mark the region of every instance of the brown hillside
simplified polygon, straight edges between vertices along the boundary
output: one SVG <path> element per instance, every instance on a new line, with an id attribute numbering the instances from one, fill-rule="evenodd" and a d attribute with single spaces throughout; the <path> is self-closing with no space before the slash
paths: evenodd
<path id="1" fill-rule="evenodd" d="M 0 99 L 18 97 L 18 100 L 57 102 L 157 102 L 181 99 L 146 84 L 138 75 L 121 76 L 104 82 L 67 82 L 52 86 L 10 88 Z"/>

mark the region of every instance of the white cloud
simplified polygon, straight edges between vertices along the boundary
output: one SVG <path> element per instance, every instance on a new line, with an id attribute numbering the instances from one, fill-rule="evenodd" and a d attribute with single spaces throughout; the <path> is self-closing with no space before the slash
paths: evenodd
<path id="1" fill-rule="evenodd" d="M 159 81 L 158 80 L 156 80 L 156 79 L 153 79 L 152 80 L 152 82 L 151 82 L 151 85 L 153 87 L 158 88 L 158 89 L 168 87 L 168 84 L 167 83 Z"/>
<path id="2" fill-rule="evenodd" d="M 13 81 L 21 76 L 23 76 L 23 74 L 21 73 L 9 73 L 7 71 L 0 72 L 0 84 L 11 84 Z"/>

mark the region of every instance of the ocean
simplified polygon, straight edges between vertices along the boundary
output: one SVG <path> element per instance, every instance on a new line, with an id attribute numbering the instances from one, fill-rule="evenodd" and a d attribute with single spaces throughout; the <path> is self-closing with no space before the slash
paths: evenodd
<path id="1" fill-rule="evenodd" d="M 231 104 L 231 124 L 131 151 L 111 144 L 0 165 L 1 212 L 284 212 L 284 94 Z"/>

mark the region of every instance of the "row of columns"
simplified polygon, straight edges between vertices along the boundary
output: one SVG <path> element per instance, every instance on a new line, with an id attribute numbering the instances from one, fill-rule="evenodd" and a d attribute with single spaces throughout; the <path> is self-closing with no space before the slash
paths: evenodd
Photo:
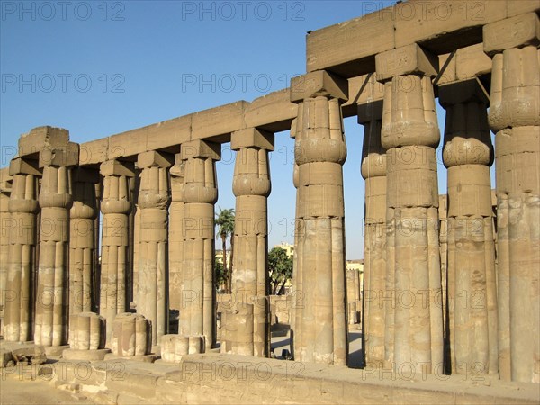
<path id="1" fill-rule="evenodd" d="M 528 316 L 540 310 L 539 40 L 530 28 L 537 26 L 533 13 L 484 27 L 484 51 L 493 58 L 490 100 L 474 77 L 438 86 L 446 109 L 443 160 L 448 168 L 443 260 L 436 158 L 437 58 L 418 44 L 376 55 L 376 74 L 369 80 L 372 89 L 374 80 L 381 83 L 383 94 L 358 107 L 358 121 L 365 126 L 368 364 L 394 371 L 410 364 L 423 373 L 441 367 L 464 373 L 480 364 L 482 373 L 538 382 L 539 348 L 530 342 L 538 340 L 539 321 Z M 511 32 L 511 39 L 500 32 Z M 346 80 L 325 71 L 293 79 L 291 86 L 291 101 L 298 104 L 292 127 L 297 188 L 292 343 L 299 361 L 347 361 L 342 172 L 346 145 L 341 116 L 347 88 Z M 496 132 L 497 257 L 488 126 Z M 9 239 L 7 279 L 16 295 L 6 302 L 9 340 L 29 340 L 33 334 L 38 344 L 65 344 L 68 311 L 94 305 L 95 277 L 88 273 L 95 257 L 95 189 L 83 171 L 71 169 L 78 163 L 76 145 L 64 132 L 58 139 L 60 146 L 44 143 L 38 165 L 32 158 L 12 161 L 9 212 L 24 226 L 18 225 Z M 268 151 L 274 140 L 264 130 L 248 129 L 232 133 L 231 143 L 238 151 L 237 271 L 234 308 L 225 316 L 224 350 L 264 356 L 269 352 L 266 266 Z M 169 276 L 180 284 L 174 287 L 180 296 L 174 297 L 180 309 L 179 335 L 201 338 L 201 351 L 215 345 L 215 162 L 220 158 L 220 145 L 203 140 L 183 144 L 176 157 L 156 151 L 139 155 L 136 214 L 133 164 L 112 160 L 100 166 L 99 311 L 112 322 L 129 310 L 133 283 L 134 304 L 151 323 L 153 346 L 167 330 Z M 82 237 L 83 229 L 91 229 L 91 236 Z M 179 252 L 169 253 L 169 239 Z M 38 269 L 32 267 L 35 255 Z M 137 268 L 130 268 L 132 262 Z M 447 294 L 442 292 L 442 262 Z M 84 297 L 80 303 L 77 297 L 71 299 L 68 286 L 72 295 Z M 35 297 L 29 295 L 33 291 Z"/>
<path id="2" fill-rule="evenodd" d="M 432 372 L 540 381 L 539 346 L 533 343 L 540 336 L 539 321 L 532 315 L 540 310 L 538 23 L 531 13 L 484 26 L 483 50 L 493 62 L 490 97 L 474 76 L 438 87 L 446 110 L 444 249 L 432 85 L 441 75 L 436 58 L 416 44 L 376 56 L 376 79 L 384 86 L 380 132 L 377 98 L 358 106 L 365 127 L 364 331 L 369 365 L 395 371 L 410 364 Z M 497 251 L 490 129 L 496 133 Z M 385 216 L 374 212 L 373 202 L 387 208 Z M 374 223 L 384 221 L 385 235 L 375 232 Z"/>

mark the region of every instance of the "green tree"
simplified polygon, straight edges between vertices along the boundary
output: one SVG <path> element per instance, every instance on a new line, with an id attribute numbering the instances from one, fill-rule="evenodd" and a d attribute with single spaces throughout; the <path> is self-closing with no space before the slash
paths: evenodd
<path id="1" fill-rule="evenodd" d="M 217 290 L 220 288 L 220 285 L 223 285 L 225 282 L 227 282 L 227 274 L 225 273 L 225 268 L 223 267 L 223 264 L 221 262 L 215 262 L 214 272 L 216 274 L 214 283 Z"/>
<path id="2" fill-rule="evenodd" d="M 215 223 L 218 227 L 218 232 L 216 238 L 220 236 L 221 238 L 221 243 L 223 244 L 223 268 L 225 272 L 225 282 L 227 285 L 227 292 L 230 292 L 231 287 L 231 277 L 232 274 L 232 249 L 234 248 L 234 209 L 228 208 L 222 210 L 218 207 L 220 212 L 216 213 Z M 230 260 L 229 263 L 229 268 L 227 268 L 227 238 L 230 236 Z"/>
<path id="3" fill-rule="evenodd" d="M 274 248 L 268 253 L 268 273 L 270 275 L 270 293 L 284 292 L 287 281 L 292 278 L 292 259 L 281 248 Z"/>

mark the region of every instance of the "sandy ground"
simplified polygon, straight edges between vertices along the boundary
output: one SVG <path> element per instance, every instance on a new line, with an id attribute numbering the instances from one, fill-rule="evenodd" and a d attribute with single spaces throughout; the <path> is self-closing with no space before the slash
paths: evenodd
<path id="1" fill-rule="evenodd" d="M 2 376 L 0 380 L 0 403 L 5 404 L 90 404 L 94 403 L 85 395 L 54 388 L 42 381 L 19 381 Z"/>

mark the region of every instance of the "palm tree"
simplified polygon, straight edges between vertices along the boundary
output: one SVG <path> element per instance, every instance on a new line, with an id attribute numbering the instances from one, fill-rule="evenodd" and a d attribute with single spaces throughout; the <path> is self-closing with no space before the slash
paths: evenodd
<path id="1" fill-rule="evenodd" d="M 221 237 L 221 242 L 223 243 L 223 267 L 227 269 L 227 237 L 230 235 L 230 263 L 229 264 L 229 269 L 227 271 L 227 291 L 230 292 L 231 287 L 231 274 L 232 274 L 232 248 L 233 248 L 233 233 L 234 233 L 234 209 L 228 208 L 222 210 L 220 207 L 220 212 L 216 213 L 215 223 L 219 227 L 218 235 Z"/>

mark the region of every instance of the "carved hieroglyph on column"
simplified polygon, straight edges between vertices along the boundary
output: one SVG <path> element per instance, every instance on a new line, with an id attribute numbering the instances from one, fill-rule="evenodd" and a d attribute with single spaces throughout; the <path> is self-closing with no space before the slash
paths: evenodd
<path id="1" fill-rule="evenodd" d="M 500 377 L 529 382 L 540 382 L 539 25 L 530 13 L 483 27 L 493 59 Z"/>
<path id="2" fill-rule="evenodd" d="M 167 220 L 170 190 L 167 169 L 173 155 L 144 152 L 137 166 L 142 169 L 139 188 L 140 228 L 139 244 L 139 293 L 137 312 L 152 327 L 152 346 L 168 329 Z M 173 248 L 176 248 L 174 247 Z"/>
<path id="3" fill-rule="evenodd" d="M 387 149 L 385 361 L 432 373 L 443 366 L 436 148 L 439 130 L 430 76 L 437 59 L 418 45 L 375 57 L 385 83 L 382 140 Z M 392 310 L 393 307 L 393 310 Z"/>
<path id="4" fill-rule="evenodd" d="M 454 373 L 498 373 L 488 96 L 477 79 L 439 87 L 446 109 L 448 296 Z"/>
<path id="5" fill-rule="evenodd" d="M 171 176 L 171 205 L 169 208 L 168 227 L 168 259 L 169 259 L 169 307 L 180 310 L 182 287 L 182 226 L 184 224 L 184 163 L 178 153 L 175 156 L 176 163 L 170 168 Z"/>
<path id="6" fill-rule="evenodd" d="M 68 341 L 69 209 L 73 202 L 70 167 L 78 164 L 78 145 L 72 142 L 40 150 L 43 178 L 39 197 L 41 224 L 36 345 L 62 346 Z"/>
<path id="7" fill-rule="evenodd" d="M 299 103 L 295 275 L 302 284 L 297 284 L 295 293 L 302 293 L 302 302 L 292 315 L 294 358 L 299 361 L 346 364 L 342 170 L 346 147 L 340 108 L 346 92 L 346 80 L 324 71 L 291 83 L 291 101 Z"/>
<path id="8" fill-rule="evenodd" d="M 99 314 L 107 320 L 109 344 L 114 318 L 128 309 L 129 215 L 132 209 L 130 178 L 134 172 L 132 164 L 119 160 L 102 163 L 100 172 L 104 176 L 104 216 Z"/>
<path id="9" fill-rule="evenodd" d="M 382 86 L 382 85 L 379 85 Z M 364 328 L 365 362 L 384 361 L 386 274 L 386 150 L 381 144 L 382 102 L 358 105 L 364 125 L 362 176 L 365 179 L 364 237 Z"/>
<path id="10" fill-rule="evenodd" d="M 90 312 L 94 302 L 95 184 L 99 173 L 83 167 L 72 172 L 73 205 L 69 212 L 69 314 Z"/>
<path id="11" fill-rule="evenodd" d="M 245 343 L 248 356 L 266 357 L 269 339 L 266 298 L 268 292 L 267 198 L 271 189 L 268 151 L 274 150 L 274 134 L 256 128 L 241 130 L 232 133 L 230 146 L 237 150 L 232 181 L 236 196 L 232 303 L 253 306 L 252 311 L 248 312 L 253 316 L 247 320 L 253 323 L 248 328 L 252 330 L 251 336 L 238 336 L 237 342 Z M 237 332 L 239 334 L 240 330 Z"/>
<path id="12" fill-rule="evenodd" d="M 9 167 L 14 179 L 8 209 L 14 229 L 8 239 L 4 338 L 10 341 L 32 339 L 38 177 L 41 176 L 37 163 L 17 158 Z"/>
<path id="13" fill-rule="evenodd" d="M 208 350 L 215 345 L 214 204 L 218 200 L 215 162 L 220 145 L 204 140 L 182 144 L 185 163 L 183 188 L 184 266 L 179 334 L 204 336 Z"/>

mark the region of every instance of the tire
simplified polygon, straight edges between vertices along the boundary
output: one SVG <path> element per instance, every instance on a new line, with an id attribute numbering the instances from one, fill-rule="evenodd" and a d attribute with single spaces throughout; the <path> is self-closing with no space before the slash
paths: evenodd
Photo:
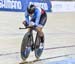
<path id="1" fill-rule="evenodd" d="M 41 42 L 41 39 L 40 39 L 40 36 L 36 35 L 36 40 L 35 40 L 35 57 L 37 59 L 40 58 L 40 56 L 42 55 L 42 52 L 43 52 L 43 49 L 40 49 L 39 46 L 40 46 L 40 42 Z"/>
<path id="2" fill-rule="evenodd" d="M 21 58 L 22 60 L 26 60 L 30 54 L 30 47 L 28 44 L 30 44 L 31 40 L 29 37 L 29 33 L 27 32 L 22 40 L 22 45 L 21 45 Z"/>

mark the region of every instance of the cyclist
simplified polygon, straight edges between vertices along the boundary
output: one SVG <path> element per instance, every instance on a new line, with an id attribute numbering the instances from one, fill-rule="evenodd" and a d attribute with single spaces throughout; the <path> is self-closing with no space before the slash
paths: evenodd
<path id="1" fill-rule="evenodd" d="M 43 48 L 44 34 L 43 27 L 47 21 L 46 11 L 40 7 L 30 4 L 25 12 L 25 20 L 23 21 L 24 26 L 35 26 L 35 30 L 39 33 L 41 38 L 40 48 Z M 28 28 L 28 31 L 30 28 Z"/>

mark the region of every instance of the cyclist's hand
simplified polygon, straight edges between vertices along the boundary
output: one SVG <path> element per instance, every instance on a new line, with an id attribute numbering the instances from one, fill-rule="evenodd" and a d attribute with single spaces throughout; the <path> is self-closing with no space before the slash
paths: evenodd
<path id="1" fill-rule="evenodd" d="M 26 24 L 26 22 L 25 22 L 25 21 L 23 21 L 23 22 L 22 22 L 22 24 L 24 24 L 24 25 L 25 25 L 25 24 Z"/>
<path id="2" fill-rule="evenodd" d="M 35 25 L 35 23 L 32 22 L 32 21 L 30 21 L 29 26 L 30 26 L 30 27 L 33 27 L 34 25 Z"/>

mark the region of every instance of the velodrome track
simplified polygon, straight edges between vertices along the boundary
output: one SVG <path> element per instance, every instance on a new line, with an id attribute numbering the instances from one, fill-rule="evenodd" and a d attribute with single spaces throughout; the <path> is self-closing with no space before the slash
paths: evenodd
<path id="1" fill-rule="evenodd" d="M 24 27 L 24 13 L 0 12 L 0 64 L 21 62 L 20 46 L 27 30 Z M 45 49 L 42 61 L 32 64 L 75 64 L 75 12 L 48 13 L 43 29 Z M 28 58 L 35 58 L 32 52 Z"/>

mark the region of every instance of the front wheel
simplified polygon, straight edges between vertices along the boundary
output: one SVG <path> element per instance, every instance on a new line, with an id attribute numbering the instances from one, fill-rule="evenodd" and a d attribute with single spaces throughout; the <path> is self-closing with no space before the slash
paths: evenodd
<path id="1" fill-rule="evenodd" d="M 24 61 L 28 58 L 30 50 L 31 50 L 31 47 L 29 46 L 31 41 L 30 41 L 30 37 L 28 36 L 29 36 L 29 33 L 26 33 L 24 35 L 22 40 L 22 45 L 21 45 L 21 58 Z"/>
<path id="2" fill-rule="evenodd" d="M 41 44 L 42 44 L 42 48 L 40 47 Z M 35 57 L 37 59 L 39 59 L 39 57 L 42 55 L 43 49 L 44 49 L 44 43 L 41 43 L 40 36 L 37 33 L 36 40 L 35 40 Z"/>

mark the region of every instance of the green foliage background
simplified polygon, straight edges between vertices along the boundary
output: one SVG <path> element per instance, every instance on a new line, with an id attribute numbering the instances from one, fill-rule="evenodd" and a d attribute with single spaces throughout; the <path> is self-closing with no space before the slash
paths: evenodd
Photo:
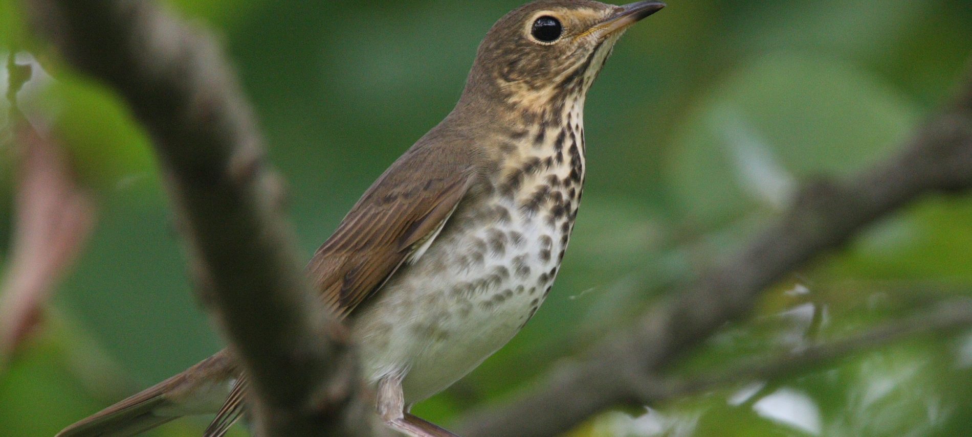
<path id="1" fill-rule="evenodd" d="M 222 35 L 290 181 L 308 257 L 449 112 L 479 40 L 519 4 L 169 3 Z M 34 103 L 56 114 L 52 129 L 101 206 L 46 328 L 0 375 L 0 436 L 51 436 L 221 342 L 191 297 L 144 132 L 117 97 L 27 35 L 17 4 L 3 0 L 0 18 L 0 47 L 33 51 L 55 78 Z M 969 1 L 671 0 L 628 32 L 591 90 L 584 206 L 551 297 L 506 348 L 418 414 L 448 425 L 511 395 L 738 248 L 801 181 L 849 175 L 893 152 L 949 95 L 970 52 Z M 0 154 L 0 264 L 11 156 Z M 717 370 L 968 294 L 970 248 L 972 200 L 925 200 L 770 290 L 749 320 L 726 326 L 676 371 Z M 797 286 L 808 291 L 791 292 Z M 972 331 L 649 413 L 608 413 L 573 435 L 965 435 L 970 377 Z M 155 435 L 199 435 L 205 422 Z"/>

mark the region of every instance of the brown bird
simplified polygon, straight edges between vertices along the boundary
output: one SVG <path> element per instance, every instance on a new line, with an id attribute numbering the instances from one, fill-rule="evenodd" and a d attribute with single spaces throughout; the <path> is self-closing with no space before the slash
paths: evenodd
<path id="1" fill-rule="evenodd" d="M 453 435 L 408 414 L 503 347 L 550 292 L 584 183 L 584 97 L 614 43 L 657 1 L 540 0 L 479 46 L 452 113 L 399 157 L 317 251 L 307 274 L 345 319 L 388 425 Z M 224 351 L 59 436 L 132 435 L 245 412 Z"/>

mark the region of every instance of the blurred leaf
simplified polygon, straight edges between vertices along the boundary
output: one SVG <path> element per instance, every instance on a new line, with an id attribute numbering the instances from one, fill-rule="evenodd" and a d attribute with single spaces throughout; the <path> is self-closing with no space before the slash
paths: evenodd
<path id="1" fill-rule="evenodd" d="M 847 175 L 915 123 L 900 95 L 852 65 L 778 53 L 746 64 L 687 118 L 666 168 L 690 218 L 783 206 L 816 173 Z"/>

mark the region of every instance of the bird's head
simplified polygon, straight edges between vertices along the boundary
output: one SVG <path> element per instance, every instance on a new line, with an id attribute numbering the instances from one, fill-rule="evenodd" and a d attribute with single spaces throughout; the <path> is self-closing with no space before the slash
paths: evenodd
<path id="1" fill-rule="evenodd" d="M 664 6 L 654 0 L 625 6 L 593 0 L 524 5 L 487 33 L 466 95 L 549 114 L 572 98 L 582 98 L 621 34 Z"/>

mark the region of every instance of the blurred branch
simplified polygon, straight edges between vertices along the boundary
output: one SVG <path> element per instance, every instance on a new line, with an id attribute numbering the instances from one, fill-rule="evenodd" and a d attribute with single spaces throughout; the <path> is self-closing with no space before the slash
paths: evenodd
<path id="1" fill-rule="evenodd" d="M 155 2 L 26 3 L 148 128 L 200 296 L 251 377 L 259 434 L 370 434 L 349 340 L 305 282 L 251 109 L 213 39 Z"/>
<path id="2" fill-rule="evenodd" d="M 845 181 L 818 179 L 734 256 L 649 309 L 588 356 L 564 362 L 533 391 L 463 418 L 462 435 L 541 437 L 619 405 L 643 405 L 646 378 L 745 317 L 761 290 L 847 244 L 865 226 L 940 192 L 972 187 L 972 73 L 955 100 L 889 159 Z"/>
<path id="3" fill-rule="evenodd" d="M 888 321 L 842 340 L 809 346 L 779 356 L 752 359 L 712 375 L 684 381 L 643 378 L 641 383 L 631 383 L 633 389 L 640 393 L 641 403 L 646 405 L 749 381 L 774 381 L 911 337 L 969 327 L 972 327 L 972 302 L 940 303 L 932 310 Z"/>
<path id="4" fill-rule="evenodd" d="M 18 172 L 11 256 L 0 282 L 0 369 L 40 322 L 57 279 L 77 257 L 95 216 L 94 200 L 77 184 L 63 151 L 20 113 L 17 93 L 30 80 L 31 64 L 18 64 L 14 57 L 11 52 L 7 62 L 7 99 Z"/>

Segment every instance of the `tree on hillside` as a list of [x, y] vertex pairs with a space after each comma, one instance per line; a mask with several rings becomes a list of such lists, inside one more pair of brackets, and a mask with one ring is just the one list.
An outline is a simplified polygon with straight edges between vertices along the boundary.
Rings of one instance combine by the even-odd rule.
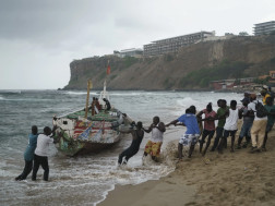
[[249, 36], [249, 34], [247, 32], [240, 32], [239, 36]]

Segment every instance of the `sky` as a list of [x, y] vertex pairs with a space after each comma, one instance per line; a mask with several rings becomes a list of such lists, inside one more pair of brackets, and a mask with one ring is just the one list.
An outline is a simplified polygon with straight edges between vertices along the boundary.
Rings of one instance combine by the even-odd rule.
[[274, 0], [0, 0], [0, 89], [63, 88], [76, 59], [267, 21]]

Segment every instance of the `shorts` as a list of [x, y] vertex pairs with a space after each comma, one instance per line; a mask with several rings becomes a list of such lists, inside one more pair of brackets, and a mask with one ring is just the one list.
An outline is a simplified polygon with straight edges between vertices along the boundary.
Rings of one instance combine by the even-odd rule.
[[179, 140], [179, 144], [183, 146], [195, 145], [198, 143], [199, 137], [200, 134], [183, 134]]
[[204, 137], [208, 136], [208, 138], [212, 138], [214, 136], [214, 134], [215, 134], [215, 130], [212, 130], [212, 131], [203, 130], [203, 136]]
[[144, 152], [151, 154], [152, 156], [159, 157], [162, 145], [163, 142], [154, 143], [152, 141], [148, 141], [145, 145]]
[[265, 132], [268, 133], [272, 131], [273, 124], [266, 124]]
[[246, 122], [242, 124], [241, 126], [241, 131], [240, 131], [240, 138], [242, 138], [243, 136], [251, 136], [250, 135], [250, 130], [252, 128], [253, 122]]
[[237, 130], [225, 130], [223, 137], [227, 138], [229, 135], [235, 136], [236, 132], [237, 132]]

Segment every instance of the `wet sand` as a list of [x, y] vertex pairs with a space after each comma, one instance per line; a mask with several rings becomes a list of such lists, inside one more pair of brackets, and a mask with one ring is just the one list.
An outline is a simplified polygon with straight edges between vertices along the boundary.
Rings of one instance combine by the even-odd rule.
[[116, 185], [98, 205], [275, 205], [275, 129], [268, 136], [267, 152], [250, 154], [248, 147], [230, 153], [228, 138], [224, 154], [208, 152], [203, 158], [196, 146], [192, 158], [180, 162], [175, 141], [169, 145], [176, 165], [172, 173], [138, 185]]

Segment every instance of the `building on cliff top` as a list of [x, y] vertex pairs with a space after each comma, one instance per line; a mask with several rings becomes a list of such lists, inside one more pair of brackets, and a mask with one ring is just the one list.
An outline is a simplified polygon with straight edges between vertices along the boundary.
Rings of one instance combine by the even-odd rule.
[[124, 57], [134, 57], [134, 58], [142, 58], [143, 57], [143, 50], [142, 49], [123, 49], [121, 51], [113, 51], [113, 54], [119, 57], [119, 58], [124, 58]]
[[171, 38], [152, 41], [152, 44], [143, 46], [144, 57], [159, 56], [169, 52], [177, 52], [180, 47], [189, 46], [198, 41], [202, 41], [207, 37], [214, 37], [215, 32], [199, 32], [189, 35], [182, 35]]
[[211, 87], [215, 90], [232, 88], [237, 85], [248, 85], [252, 84], [255, 77], [247, 77], [247, 78], [231, 78], [231, 80], [219, 80], [219, 81], [211, 81]]
[[271, 34], [273, 31], [275, 31], [275, 21], [263, 22], [263, 23], [255, 24], [254, 35], [255, 36], [266, 35], [266, 34]]

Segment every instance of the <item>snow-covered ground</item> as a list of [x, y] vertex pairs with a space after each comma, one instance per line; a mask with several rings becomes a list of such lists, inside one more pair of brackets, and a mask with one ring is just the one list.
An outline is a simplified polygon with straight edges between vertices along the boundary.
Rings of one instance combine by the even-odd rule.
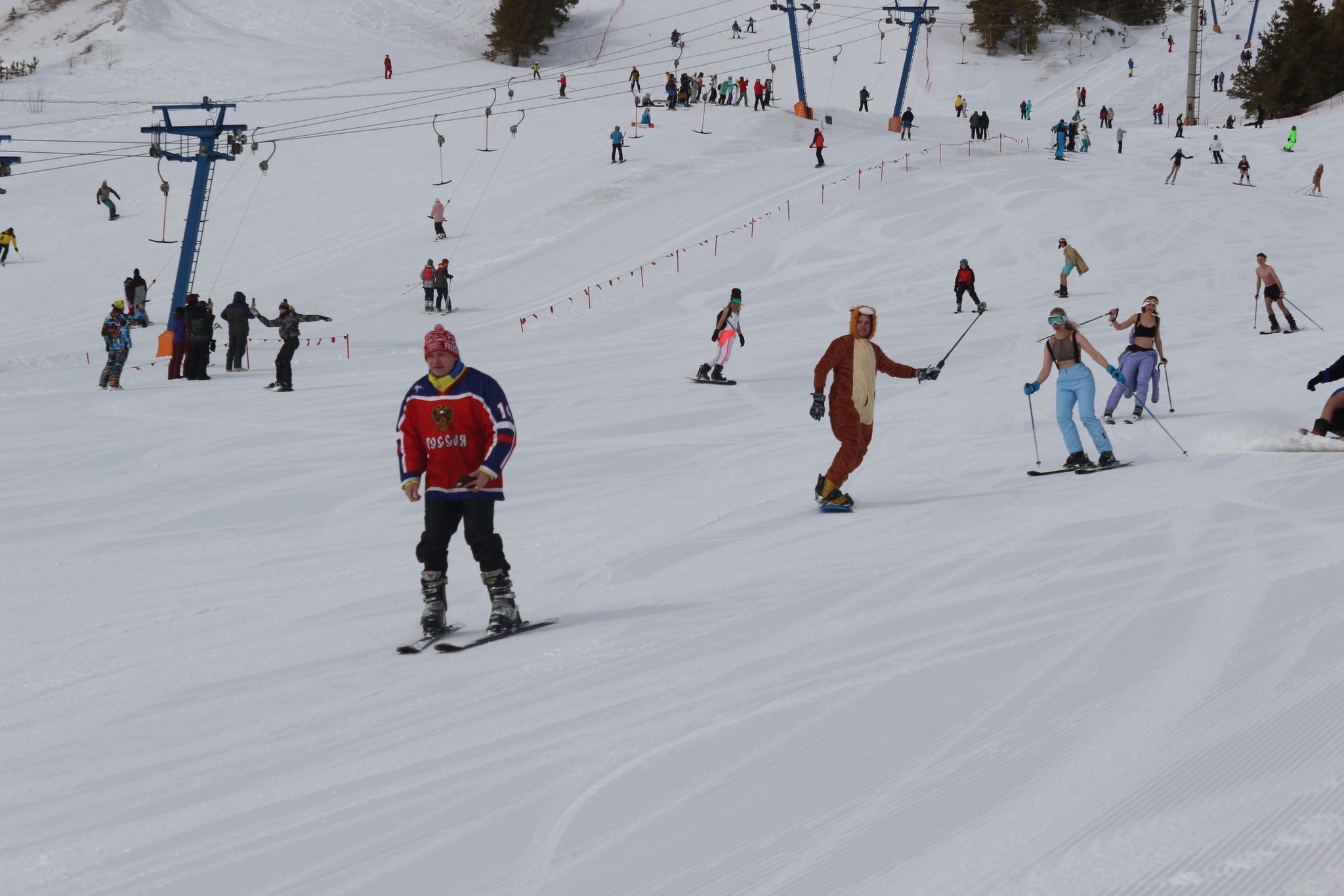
-*-*-
Instruction -> Could you pull out every line from the very start down through the line containing "231 104 L 231", both included, and reproduce each one verbatim?

Task answer ->
mark the region of every instance of the brown hillside
simplified polygon, straight edges between vertices along the boundary
output: one SVG <path> element per instance, every instance on a new line, with an id attribute numbering the instances from one, fill-rule="evenodd" and a d attribute with single spaces throughout; the <path> is self-closing with no space before the slash
paths: evenodd
<path id="1" fill-rule="evenodd" d="M 0 99 L 18 97 L 18 100 L 57 102 L 157 102 L 181 99 L 146 84 L 138 75 L 121 76 L 104 82 L 67 82 L 52 86 L 10 88 Z"/>

mark the region of every instance of the white cloud
simplified polygon, straight edges between vertices along the boundary
output: one SVG <path> element per instance, every instance on a new line, with an id attribute numbering the instances from one, fill-rule="evenodd" and a d attribute with single spaces throughout; the <path> is self-closing with no space before the slash
paths: evenodd
<path id="1" fill-rule="evenodd" d="M 159 81 L 158 80 L 156 80 L 156 79 L 153 79 L 152 80 L 152 82 L 151 82 L 151 85 L 153 87 L 158 88 L 158 89 L 168 87 L 168 84 L 167 83 Z"/>
<path id="2" fill-rule="evenodd" d="M 13 81 L 21 76 L 23 76 L 23 74 L 21 73 L 9 73 L 7 71 L 0 72 L 0 84 L 11 84 Z"/>

mark the region of every instance of the ocean
simplified polygon, straight edges between vertices along the boundary
output: one SVG <path> element per instance, every instance on a new line, with an id attribute numbering the instances from one, fill-rule="evenodd" and a d attribute with single spaces throughout; the <path> is self-closing with no space before the slash
paths: evenodd
<path id="1" fill-rule="evenodd" d="M 231 104 L 231 124 L 131 151 L 111 144 L 0 165 L 1 212 L 284 212 L 284 94 Z"/>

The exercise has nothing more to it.